** START **

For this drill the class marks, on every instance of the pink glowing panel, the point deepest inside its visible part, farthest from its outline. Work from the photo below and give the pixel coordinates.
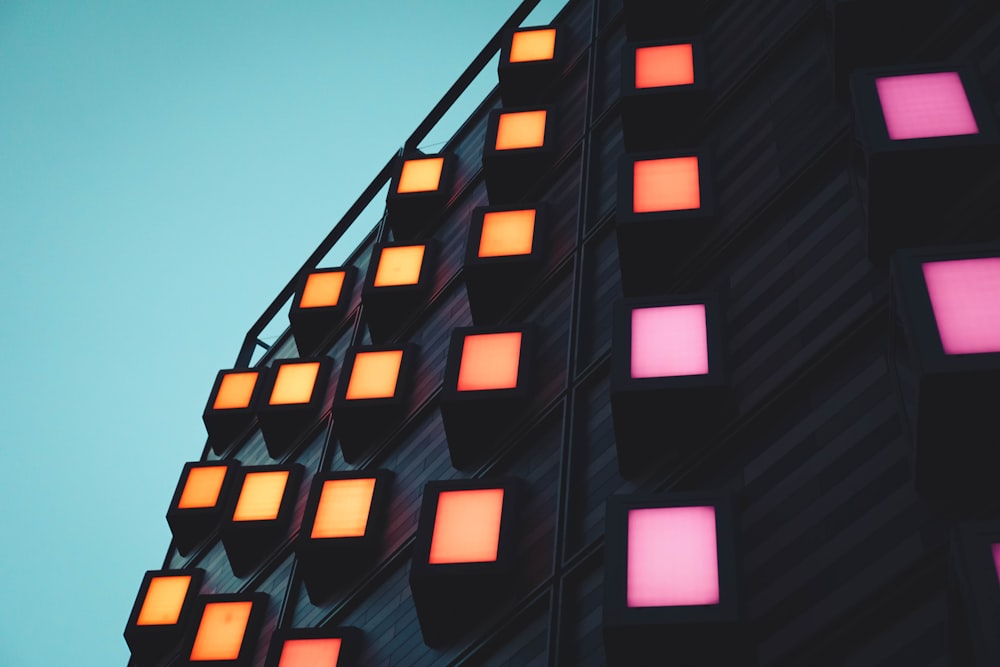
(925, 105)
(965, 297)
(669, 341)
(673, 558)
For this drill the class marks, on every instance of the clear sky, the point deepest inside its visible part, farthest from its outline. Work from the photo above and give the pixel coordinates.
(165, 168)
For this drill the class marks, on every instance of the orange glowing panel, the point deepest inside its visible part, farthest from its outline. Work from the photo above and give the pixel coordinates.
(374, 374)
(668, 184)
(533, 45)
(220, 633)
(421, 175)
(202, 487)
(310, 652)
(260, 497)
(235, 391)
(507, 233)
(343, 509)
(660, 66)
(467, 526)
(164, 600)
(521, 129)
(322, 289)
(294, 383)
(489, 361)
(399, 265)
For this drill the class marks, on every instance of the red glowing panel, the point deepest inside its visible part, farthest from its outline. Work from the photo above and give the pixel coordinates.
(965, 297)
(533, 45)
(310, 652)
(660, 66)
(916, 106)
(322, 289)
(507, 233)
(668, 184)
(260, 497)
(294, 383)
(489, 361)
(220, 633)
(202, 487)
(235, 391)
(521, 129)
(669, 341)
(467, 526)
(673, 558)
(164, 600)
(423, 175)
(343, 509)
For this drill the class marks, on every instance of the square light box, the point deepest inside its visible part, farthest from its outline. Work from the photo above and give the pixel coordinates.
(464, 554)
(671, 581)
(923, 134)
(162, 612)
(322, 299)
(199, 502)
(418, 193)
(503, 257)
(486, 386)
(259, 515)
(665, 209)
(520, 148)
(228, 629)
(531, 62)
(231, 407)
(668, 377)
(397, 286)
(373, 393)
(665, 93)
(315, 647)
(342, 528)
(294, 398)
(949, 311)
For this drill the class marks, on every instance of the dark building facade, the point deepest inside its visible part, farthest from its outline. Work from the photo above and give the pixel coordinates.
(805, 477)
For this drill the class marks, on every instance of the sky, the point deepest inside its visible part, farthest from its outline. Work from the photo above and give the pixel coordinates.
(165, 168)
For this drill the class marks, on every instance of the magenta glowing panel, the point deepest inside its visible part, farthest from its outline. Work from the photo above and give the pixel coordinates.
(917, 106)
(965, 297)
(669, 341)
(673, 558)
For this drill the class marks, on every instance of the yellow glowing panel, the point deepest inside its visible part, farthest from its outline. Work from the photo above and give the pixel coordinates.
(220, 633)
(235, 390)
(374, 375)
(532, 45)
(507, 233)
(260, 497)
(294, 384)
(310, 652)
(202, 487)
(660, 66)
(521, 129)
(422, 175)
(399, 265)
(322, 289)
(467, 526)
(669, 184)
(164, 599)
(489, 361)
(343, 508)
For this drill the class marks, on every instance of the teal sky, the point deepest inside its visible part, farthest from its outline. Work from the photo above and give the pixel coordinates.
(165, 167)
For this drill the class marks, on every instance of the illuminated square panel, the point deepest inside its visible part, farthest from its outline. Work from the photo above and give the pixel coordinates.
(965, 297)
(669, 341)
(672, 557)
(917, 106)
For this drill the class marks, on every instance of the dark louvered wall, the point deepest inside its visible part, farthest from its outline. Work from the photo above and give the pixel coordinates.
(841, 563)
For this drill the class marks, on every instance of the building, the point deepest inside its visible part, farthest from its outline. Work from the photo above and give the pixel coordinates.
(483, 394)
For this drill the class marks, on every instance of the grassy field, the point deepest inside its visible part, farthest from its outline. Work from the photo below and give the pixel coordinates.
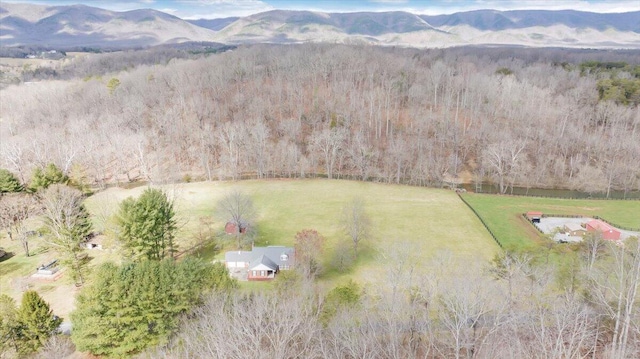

** END **

» GIVEN TASK: Convert the part of the data above that opens with the line containing "of the illuminated" and runs through the end of the data into a JSON list of strings, one string per line, with blank lines omitted. Leave the pictures out of the answer.

» TASK ANSWER:
[
  "For this drill the class marks, on every instance of the illuminated square panel, the point deepest inside its visible part, farthest from its outline. Work from the photo above and give the pixel coordinates.",
  "(965, 297)",
  "(669, 341)",
  "(672, 557)",
  "(917, 106)",
  "For this drill the class marks, on every instance of the dark louvered wall, the point deepest inside its visible part, farthest from its outline. Work from the photo above and give the pixel coordinates.",
  "(841, 563)",
  "For this drill the class marks, on every instance of the building, the point deepest inside its visible part, farthest from its outline. Work from the photo above and give the pixel coordinates.",
  "(483, 394)",
  "For this drill the class marks, on every instance of the grassy field, the point deepest inside its visible part, farthest from its outline. Work from the photo below and give the pixel coordinates."
]